Work to complete
From the records below, extract each line that includes the word "forest".

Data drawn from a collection

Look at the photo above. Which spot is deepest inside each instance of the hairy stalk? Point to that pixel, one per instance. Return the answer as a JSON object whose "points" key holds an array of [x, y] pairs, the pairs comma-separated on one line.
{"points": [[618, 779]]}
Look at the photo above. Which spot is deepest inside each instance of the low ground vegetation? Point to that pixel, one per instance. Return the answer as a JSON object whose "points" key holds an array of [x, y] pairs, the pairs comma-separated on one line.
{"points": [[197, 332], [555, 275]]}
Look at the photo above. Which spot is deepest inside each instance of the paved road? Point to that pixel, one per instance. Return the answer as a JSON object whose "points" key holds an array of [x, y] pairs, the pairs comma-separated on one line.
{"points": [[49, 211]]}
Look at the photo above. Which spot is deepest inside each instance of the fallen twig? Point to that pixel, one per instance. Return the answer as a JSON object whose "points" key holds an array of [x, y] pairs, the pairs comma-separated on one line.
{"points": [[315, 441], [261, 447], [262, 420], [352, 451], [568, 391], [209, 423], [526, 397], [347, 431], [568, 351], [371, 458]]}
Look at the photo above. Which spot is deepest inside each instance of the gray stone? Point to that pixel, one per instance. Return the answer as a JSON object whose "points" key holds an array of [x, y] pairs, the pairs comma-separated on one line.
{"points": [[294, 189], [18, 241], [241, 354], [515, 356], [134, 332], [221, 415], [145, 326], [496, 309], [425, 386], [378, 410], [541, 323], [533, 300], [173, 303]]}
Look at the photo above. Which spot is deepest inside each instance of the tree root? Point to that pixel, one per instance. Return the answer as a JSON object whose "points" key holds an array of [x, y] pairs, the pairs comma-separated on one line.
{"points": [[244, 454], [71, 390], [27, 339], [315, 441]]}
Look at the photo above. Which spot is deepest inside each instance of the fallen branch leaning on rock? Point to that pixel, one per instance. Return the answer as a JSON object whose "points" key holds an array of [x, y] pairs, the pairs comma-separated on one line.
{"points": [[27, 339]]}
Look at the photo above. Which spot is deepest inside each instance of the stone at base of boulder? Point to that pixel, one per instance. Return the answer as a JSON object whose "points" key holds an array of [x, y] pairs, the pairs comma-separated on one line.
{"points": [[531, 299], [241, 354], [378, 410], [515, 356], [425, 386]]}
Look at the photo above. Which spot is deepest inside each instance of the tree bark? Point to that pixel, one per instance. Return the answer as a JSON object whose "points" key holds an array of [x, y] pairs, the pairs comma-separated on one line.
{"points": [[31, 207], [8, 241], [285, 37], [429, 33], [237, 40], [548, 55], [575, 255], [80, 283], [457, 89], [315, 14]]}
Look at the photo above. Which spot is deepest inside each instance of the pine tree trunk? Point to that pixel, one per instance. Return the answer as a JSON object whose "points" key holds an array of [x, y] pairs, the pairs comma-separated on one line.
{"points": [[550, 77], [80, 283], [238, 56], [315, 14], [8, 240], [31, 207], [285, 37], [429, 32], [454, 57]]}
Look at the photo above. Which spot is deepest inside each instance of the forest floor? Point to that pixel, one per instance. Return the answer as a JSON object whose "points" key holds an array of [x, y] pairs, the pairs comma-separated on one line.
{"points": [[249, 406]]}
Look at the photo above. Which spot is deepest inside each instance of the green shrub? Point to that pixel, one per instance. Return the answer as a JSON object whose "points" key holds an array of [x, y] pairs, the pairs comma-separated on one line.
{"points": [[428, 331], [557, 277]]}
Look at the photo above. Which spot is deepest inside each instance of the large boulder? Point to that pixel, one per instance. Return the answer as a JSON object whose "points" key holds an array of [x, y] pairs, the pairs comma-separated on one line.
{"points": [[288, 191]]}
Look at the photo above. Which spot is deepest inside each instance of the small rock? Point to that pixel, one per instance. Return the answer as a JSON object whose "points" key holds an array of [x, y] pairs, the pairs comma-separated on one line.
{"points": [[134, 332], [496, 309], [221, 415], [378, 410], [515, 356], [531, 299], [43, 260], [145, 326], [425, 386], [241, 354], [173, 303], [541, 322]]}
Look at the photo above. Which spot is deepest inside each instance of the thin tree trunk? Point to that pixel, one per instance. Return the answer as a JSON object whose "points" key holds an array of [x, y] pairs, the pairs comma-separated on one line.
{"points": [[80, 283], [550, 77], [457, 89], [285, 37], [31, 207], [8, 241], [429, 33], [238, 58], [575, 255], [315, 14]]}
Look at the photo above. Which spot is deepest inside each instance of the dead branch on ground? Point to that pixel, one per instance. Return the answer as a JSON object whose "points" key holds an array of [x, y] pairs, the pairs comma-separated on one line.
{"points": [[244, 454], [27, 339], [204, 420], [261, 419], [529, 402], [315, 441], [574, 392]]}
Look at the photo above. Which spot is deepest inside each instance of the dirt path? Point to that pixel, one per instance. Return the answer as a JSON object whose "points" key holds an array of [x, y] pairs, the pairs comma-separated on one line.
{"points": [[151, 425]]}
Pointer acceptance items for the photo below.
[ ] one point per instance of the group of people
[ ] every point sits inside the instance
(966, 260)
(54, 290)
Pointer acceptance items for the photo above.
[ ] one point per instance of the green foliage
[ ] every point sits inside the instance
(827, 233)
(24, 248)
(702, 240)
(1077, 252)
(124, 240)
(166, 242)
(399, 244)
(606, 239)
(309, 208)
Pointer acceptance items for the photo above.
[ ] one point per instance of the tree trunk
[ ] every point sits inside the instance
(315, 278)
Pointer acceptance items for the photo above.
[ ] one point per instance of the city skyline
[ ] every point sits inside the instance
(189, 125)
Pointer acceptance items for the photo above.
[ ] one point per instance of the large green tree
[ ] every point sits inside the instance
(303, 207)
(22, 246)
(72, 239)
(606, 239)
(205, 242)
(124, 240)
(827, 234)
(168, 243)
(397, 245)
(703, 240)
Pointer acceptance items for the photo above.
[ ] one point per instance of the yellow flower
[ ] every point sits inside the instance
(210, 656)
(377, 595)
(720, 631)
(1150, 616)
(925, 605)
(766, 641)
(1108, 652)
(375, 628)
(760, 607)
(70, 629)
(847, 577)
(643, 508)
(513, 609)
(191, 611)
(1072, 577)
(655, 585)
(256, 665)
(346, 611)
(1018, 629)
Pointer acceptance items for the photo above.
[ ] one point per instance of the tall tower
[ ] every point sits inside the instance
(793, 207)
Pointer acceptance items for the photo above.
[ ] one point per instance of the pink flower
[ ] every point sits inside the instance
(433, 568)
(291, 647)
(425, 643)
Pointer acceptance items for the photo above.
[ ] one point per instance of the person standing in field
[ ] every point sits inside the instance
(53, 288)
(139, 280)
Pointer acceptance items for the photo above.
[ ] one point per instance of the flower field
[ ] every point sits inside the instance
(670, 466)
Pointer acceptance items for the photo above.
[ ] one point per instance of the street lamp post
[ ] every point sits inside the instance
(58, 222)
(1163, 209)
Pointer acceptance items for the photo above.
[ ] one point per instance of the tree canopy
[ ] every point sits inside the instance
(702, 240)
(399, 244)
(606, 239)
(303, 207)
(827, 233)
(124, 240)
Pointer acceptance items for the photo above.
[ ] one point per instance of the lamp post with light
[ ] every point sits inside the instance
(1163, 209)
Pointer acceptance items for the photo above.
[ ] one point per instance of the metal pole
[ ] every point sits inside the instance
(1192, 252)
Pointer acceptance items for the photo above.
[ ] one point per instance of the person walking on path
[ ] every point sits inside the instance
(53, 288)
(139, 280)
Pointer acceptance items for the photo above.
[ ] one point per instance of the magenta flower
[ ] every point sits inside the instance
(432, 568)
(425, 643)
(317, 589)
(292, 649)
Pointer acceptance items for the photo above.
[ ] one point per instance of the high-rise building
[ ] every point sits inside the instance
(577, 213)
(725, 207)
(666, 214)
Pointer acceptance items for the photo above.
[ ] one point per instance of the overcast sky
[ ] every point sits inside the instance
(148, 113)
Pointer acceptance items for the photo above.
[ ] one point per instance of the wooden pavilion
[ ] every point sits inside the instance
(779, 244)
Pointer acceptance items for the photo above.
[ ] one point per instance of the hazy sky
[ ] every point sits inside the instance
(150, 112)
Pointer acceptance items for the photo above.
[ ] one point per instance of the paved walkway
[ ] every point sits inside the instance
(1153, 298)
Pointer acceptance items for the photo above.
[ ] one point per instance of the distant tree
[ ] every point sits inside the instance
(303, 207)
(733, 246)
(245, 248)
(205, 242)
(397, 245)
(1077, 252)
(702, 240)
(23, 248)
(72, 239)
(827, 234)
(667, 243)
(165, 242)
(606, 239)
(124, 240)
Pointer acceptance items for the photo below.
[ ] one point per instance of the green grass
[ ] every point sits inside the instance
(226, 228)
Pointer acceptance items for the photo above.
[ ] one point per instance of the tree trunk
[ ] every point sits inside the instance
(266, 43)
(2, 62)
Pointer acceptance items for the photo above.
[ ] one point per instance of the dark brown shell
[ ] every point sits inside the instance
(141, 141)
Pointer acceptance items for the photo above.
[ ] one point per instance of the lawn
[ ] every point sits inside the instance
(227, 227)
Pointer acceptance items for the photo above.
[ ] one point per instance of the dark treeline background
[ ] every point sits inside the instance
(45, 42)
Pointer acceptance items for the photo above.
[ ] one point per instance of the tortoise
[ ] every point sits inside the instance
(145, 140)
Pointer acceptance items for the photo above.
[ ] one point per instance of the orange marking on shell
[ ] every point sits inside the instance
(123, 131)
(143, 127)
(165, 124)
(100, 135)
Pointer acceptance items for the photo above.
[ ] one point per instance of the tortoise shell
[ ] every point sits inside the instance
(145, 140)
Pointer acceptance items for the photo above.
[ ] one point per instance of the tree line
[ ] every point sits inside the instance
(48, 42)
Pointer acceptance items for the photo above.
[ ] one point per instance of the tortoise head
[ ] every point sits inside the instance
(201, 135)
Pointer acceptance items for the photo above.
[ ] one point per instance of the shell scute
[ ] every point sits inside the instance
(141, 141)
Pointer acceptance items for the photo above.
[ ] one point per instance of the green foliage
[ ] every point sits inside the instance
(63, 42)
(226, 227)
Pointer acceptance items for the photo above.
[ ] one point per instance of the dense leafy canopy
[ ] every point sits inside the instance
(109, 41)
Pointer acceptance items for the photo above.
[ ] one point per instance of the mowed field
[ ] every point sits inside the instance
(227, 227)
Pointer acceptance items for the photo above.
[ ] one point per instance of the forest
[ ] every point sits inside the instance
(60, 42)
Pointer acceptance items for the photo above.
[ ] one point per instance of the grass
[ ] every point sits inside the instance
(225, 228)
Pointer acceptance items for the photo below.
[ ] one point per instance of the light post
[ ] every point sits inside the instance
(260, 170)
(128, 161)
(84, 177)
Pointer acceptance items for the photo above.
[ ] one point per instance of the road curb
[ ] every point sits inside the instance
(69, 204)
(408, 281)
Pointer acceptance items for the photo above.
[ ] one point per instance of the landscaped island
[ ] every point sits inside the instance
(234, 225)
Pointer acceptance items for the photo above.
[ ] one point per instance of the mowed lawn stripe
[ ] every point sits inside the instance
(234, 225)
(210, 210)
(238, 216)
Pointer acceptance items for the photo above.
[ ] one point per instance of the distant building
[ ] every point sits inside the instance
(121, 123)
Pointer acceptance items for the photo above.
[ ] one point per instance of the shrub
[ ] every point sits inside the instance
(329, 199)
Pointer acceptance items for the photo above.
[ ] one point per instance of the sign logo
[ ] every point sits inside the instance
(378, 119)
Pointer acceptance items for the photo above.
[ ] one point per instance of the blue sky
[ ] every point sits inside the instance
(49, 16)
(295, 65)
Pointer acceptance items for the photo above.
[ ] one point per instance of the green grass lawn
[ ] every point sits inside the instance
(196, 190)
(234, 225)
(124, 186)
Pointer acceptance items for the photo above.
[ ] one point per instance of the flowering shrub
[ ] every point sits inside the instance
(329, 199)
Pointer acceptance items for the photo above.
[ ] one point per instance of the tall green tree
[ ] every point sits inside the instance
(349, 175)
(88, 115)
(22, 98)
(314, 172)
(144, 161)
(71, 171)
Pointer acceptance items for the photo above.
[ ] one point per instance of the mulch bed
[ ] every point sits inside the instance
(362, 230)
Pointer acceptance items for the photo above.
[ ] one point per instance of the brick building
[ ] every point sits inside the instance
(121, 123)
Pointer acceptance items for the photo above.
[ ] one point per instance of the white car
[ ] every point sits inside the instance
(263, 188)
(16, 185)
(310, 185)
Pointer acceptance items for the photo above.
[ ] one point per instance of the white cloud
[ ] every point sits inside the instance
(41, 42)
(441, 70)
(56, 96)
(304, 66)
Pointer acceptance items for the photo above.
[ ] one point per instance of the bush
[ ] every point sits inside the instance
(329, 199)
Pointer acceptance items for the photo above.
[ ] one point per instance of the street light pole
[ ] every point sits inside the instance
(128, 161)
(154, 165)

Answer
Look at the photo above. Which spot is deepest inside each instance of the forest floor? Point to that pixel, one per instance. Return the answer as a JSON object whose "points" key holds an array of [x, y] pairs, the pairs comma-separated on one line.
[ ] one point per instance of the forest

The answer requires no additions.